**PROBLEM DETAILS:**
Your task is to print every entry below exactly as given.

**TASK INPUTS:**
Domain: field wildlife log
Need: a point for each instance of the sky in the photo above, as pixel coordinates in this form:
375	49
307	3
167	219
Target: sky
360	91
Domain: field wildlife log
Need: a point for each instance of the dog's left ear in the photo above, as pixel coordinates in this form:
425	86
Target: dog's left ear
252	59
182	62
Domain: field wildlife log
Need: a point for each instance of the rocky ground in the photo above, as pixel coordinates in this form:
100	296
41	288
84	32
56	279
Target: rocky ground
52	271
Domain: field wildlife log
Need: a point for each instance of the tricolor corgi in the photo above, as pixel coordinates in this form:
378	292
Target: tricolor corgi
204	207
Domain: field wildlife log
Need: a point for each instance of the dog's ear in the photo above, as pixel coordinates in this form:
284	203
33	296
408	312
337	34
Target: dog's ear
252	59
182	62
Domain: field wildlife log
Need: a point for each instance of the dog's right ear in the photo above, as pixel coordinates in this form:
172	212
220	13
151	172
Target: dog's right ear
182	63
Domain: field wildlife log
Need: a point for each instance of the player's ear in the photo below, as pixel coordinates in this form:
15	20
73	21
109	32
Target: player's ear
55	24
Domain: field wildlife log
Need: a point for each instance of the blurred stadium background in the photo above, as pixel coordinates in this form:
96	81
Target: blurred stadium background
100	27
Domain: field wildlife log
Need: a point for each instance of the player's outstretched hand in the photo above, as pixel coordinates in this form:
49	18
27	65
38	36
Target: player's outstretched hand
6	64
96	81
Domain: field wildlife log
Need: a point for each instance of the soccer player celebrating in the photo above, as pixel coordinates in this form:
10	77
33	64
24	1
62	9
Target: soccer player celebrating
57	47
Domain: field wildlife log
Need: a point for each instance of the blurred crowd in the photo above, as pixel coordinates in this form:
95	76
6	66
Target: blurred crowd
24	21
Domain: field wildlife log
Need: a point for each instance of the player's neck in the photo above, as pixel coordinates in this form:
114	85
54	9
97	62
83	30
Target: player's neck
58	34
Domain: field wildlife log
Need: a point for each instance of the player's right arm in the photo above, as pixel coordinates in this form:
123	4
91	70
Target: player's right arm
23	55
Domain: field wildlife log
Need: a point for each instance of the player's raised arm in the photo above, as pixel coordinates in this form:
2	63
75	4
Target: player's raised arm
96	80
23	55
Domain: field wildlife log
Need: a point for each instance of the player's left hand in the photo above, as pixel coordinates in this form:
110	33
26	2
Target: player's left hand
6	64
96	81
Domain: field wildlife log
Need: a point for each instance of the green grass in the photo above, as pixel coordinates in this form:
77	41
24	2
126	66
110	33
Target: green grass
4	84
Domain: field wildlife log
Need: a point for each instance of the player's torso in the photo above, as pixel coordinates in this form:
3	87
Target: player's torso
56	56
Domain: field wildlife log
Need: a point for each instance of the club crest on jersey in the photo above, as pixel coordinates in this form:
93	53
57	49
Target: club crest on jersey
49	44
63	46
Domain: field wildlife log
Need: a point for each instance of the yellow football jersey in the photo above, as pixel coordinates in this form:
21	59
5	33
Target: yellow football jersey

**TASK SOLUTION:**
Domain: field wildlife log
Need: a point for each instance of the sky in the photo above, as pixel coordinates in this form:
375	49
307	3
167	219
Target: sky
360	91
Domain: field wildlife log
Need: a point for each instance of the dog's left ear in the photo above, as pixel coordinates in this form:
425	86
Target: dog's left ear
252	59
182	62
Domain: field wildlife log
Need: a point for each instance of the rocky ground in the photo above, as pixel coordinates in this form:
100	296
41	288
84	32
56	279
Target: rocky ground
52	271
Domain: field wildlife log
Need: a point for each instance of the tricolor corgi in the photo above, as pixel coordinates in this form:
378	292
Target: tricolor corgi
204	207
Domain: field wildlife log
Need: a point for each instance of the dog's ear in the photo above, as pixel coordinates in this form:
284	203
33	296
408	312
337	34
Target: dog's ear
252	59
182	62
Domain: field wildlife log
Need: a point for each instance of the dog's right ear in the photo above, as pixel coordinates in this form:
172	212
220	13
151	172
Target: dog's right ear
182	63
Domain: field wildlife log
Need: a point for each instance of the player's ear in the photo below, as pixel coordinates in this form:
15	20
73	21
109	32
Target: player's ear
55	24
Domain: field wildlife log
Need: a point for each instance of the blurred stadium background in the photo above, as pixel coordinates in this form:
96	81
Target: blurred stadium background
100	27
Domain: field wildlife log
Need: a point for each instance of the player's outstretched hand in the photo above, as pixel coordinates in this form:
49	18
27	65
38	36
Target: player's outstretched hand
6	64
96	81
Domain: field wildlife log
Need: a point for each instance of the soccer player celebrating in the photo above, as pixel coordinates in this form:
10	77
33	64
24	1
62	9
Target: soccer player celebrating
57	47
Domain: field wildlife log
Need: a point for each instance of the blurred crowd in the photo above, as pixel coordinates in this form:
95	76
6	66
Target: blurred crowd
24	21
Domain: field wildlife log
Need: a point for each instance of the player's neck in the photo above, as pixel coordinates in this form:
114	85
54	9
97	62
83	30
Target: player's neck
58	34
Domain: field wildlife log
Need: a point for each instance of the player's right arm in the photo above, as pixel coordinates in this form:
123	4
91	70
Target: player's right arm
23	55
Domain: field wildlife log
Need: a point for each instance of the player's raised arm in the photo above, as pixel coordinates in this form:
2	63
75	4
Target: player's raised arm
96	80
23	55
Domain: field wildlife log
Need: a point for each instance of the player's left hand in the photo above, as pixel coordinates in this form:
110	33
26	2
Target: player's left hand
6	64
96	81
Domain: field wildlife log
Need: a point for each instance of the green grass in the photo above, as pixel coordinates in this form:
77	41
24	2
126	66
110	33
Target: green grass
4	84
Domain: field wildlife log
Need: a point for each instance of the player's torso in the photo above, as pixel coordinates in this form:
3	87
Target: player's torso
56	56
Domain: field wildlife log
Need: a point for each instance of the club crest on jersey in the photo above, as pixel coordinates in this form:
93	53
57	49
Target: club crest on jersey
49	44
63	46
Domain: field wildlife log
Need: a point for each instance of the yellow football jersey in the photo above, as pixel coordinates in this form:
21	59
5	33
Target: yellow football jersey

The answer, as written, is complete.